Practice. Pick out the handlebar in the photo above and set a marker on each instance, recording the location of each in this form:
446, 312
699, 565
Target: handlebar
---
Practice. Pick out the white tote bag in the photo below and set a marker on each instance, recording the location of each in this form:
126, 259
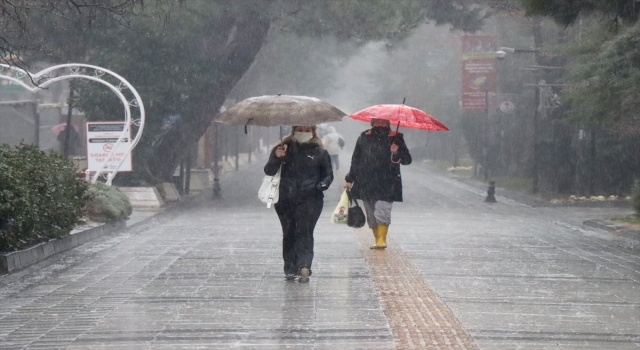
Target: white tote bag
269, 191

Set task = Retype the lines from the one containing "Practice. Pick out the handlebar" through the one containing "Target: handlebar", keeping both end lines.

Task response =
Practice. Pick out the handlebar in the photo above and set a marker on each instance, recording the location of each in this form:
446, 312
699, 565
Target: handlebar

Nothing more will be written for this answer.